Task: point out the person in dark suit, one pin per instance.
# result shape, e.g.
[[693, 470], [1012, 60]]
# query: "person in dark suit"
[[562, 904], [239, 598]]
***
__What you should do__. Your answer should consist of every entry, repeated exactly.

__Exercise output__.
Task: point out the person in dark suit, one pin per instance.
# result shape, e.g.
[[693, 470], [1012, 60]]
# query: "person in dark suit"
[[562, 904], [239, 598]]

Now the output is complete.